[Selected excerpt]

-- begin --

Waiting for that API to settle might save us from having to add another shuffle overload to Collections. Currently there is a workaround to shuffle with a RandomGenerator by using the wrapper which should remove some of the pressure to get this into a release quickly.
@jmehrens I don't think that replaceAll would work nicely with SequencedCollection. It will be definitely unsupported for sorted sets. For unsorted sets like LinkedHashSet, it's unclear how to behave if replaceAll returns identical elements. Throw an exception? Shrink the set size via deduplication? Also, there's no way to optimize the implementation better than clearing the set and inserting the results back, so you need to compute hash codes, distribute items to buckets, probably create tree nodes in case of collisions, etc. It would be simpler if replaceAll function was forced to return a permutation (like shuffle does), but it would also limit the usefulness severely.
I don't think that shuffling anything but List has a big value. Usually it's ok to copy into a fresh ArrayList and shuffle it instead. You won't get significant performance improvement if LinkedHashSet would be able to shuffle itself in-place. Some improvement for ArrayDeque would be possible but again, dumping it into a new ArrayList would solve the problem. Note also the proposal to provide a list view from ArrayDeque: https://bugs.openjdk.org/browse/JDK-8143850
To summarize, I have big doubts that generalizing shuffling to SequencedCollection interface would be useful.
For unsorted sets like LinkedHashSet, it's unclear how to behave if replaceAll returns identical elements. Throw an exception? Shrink the set size via deduplication?

-- end --

[Location labeling records]
-- begin --

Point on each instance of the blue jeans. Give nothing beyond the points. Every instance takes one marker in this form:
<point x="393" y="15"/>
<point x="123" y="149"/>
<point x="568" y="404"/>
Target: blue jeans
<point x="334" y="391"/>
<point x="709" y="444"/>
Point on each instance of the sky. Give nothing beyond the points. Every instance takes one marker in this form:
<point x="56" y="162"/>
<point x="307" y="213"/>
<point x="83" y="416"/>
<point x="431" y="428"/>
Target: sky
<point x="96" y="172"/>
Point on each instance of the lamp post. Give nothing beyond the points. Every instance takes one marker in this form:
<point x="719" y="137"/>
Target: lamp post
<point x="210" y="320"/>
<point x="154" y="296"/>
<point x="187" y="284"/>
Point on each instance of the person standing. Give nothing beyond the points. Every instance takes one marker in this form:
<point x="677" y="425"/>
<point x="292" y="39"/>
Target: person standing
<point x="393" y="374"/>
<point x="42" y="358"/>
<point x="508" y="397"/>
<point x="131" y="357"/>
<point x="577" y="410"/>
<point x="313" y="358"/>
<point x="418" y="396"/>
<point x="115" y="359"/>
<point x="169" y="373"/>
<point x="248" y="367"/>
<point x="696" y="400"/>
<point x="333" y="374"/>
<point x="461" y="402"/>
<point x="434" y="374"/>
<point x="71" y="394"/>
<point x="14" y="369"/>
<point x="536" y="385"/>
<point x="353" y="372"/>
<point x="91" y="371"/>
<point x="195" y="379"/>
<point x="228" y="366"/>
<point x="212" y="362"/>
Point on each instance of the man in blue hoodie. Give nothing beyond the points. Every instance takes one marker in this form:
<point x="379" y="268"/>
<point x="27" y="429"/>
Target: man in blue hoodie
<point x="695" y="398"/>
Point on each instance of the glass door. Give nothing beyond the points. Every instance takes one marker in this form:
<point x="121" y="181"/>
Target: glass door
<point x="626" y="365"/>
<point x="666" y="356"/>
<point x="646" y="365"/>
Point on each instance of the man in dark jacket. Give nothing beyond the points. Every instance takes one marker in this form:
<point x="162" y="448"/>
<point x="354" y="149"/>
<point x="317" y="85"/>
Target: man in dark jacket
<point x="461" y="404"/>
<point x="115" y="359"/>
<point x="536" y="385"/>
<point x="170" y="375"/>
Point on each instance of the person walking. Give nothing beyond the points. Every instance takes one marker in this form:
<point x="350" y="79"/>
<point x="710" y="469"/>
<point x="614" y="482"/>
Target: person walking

-- end --

[To do]
1 - Rewrite the paragraph of the shuffle discussion that begins "I don't think that shuffling anything but List" as a short bulleted list that keeps its main points.
2 - Quote everything in the shuffle discussion from "I don't think that shuffling" down to "would be useful.".

[Answer set]
1 -
- Shuffling anything other than a List has little value; copying into a fresh ArrayList and shuffling that is usually fine.
- Letting LinkedHashSet shuffle itself in place would not bring a significant performance gain.
- ArrayDeque could gain somewhat, but dumping it into a new ArrayList would also solve the problem.
- There is a separate proposal to provide a list view from ArrayDeque: https://bugs.openjdk.org/browse/JDK-8143850

2 -
I don't think that shuffling anything but List has a big value. Usually it's ok to copy into a fresh ArrayList and shuffle it instead. You won't get significant performance improvement if LinkedHashSet would be able to shuffle itself in-place. Some improvement for ArrayDeque would be possible but again, dumping it into a new ArrayList would solve the problem. Note also the proposal to provide a list view from ArrayDeque: https://bugs.openjdk.org/browse/JDK-8143850
To summarize, I have big doubts that generalizing shuffling to SequencedCollection interface would be useful.